:: What the task requires ::
Locate each line in the records below that contains the word "track", and copy every such line.

:: Dataset extract ::
____________

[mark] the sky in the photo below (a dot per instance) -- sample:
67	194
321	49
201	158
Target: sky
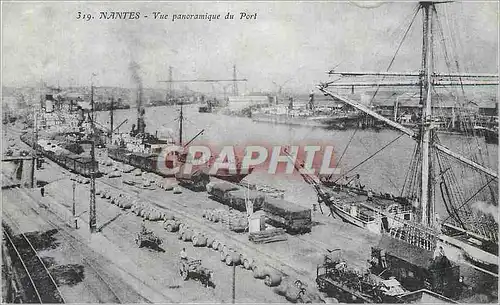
290	44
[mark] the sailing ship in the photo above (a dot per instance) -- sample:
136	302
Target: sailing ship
431	172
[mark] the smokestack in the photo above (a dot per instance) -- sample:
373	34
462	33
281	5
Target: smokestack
141	125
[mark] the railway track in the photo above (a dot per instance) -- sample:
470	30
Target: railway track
39	286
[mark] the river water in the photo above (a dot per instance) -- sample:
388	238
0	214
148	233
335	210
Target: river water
384	172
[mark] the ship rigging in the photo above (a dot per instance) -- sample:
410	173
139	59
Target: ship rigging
431	170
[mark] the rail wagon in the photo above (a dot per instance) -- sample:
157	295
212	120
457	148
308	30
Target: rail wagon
284	214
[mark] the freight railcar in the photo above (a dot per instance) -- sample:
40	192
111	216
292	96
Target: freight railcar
283	214
74	163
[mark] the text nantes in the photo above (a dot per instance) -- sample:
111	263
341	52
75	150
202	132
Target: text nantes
119	15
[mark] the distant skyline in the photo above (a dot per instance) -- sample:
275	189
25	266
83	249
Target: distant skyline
290	44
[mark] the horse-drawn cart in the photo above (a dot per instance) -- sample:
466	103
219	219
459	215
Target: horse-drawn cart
193	269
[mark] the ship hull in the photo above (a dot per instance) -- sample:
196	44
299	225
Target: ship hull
330	122
149	163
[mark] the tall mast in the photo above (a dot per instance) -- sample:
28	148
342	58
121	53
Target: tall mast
426	192
111	118
92	212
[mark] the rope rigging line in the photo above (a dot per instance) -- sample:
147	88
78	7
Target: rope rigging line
411	169
417	8
375	153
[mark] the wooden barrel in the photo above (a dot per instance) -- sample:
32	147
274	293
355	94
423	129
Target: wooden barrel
199	240
220	246
168	225
215	244
243	222
223	256
187	235
177	190
168	216
156	215
272	278
210	241
291	293
248	263
258	272
181	231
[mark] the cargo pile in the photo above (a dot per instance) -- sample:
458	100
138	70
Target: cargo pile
228	254
268	236
287	215
220	190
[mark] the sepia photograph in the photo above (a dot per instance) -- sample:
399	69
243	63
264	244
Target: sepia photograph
249	152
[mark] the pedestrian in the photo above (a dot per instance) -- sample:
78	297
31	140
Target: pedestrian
183	254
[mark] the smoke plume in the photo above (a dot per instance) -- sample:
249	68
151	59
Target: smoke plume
136	78
486	208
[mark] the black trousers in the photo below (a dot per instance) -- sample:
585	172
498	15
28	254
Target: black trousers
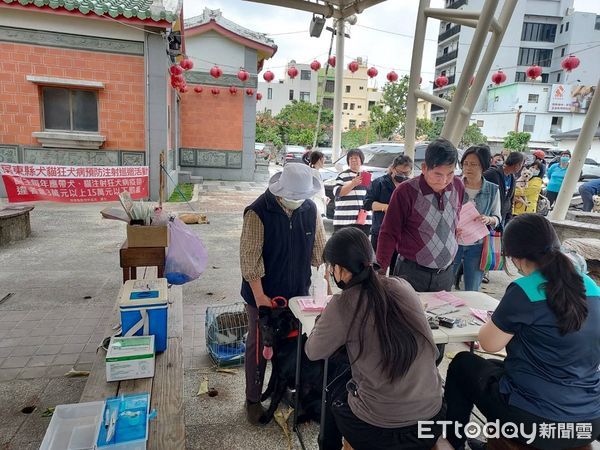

____________

:: Correct answer ::
[mark] the railway track in the photo above (a dot per instance) -- sample:
Target: railway track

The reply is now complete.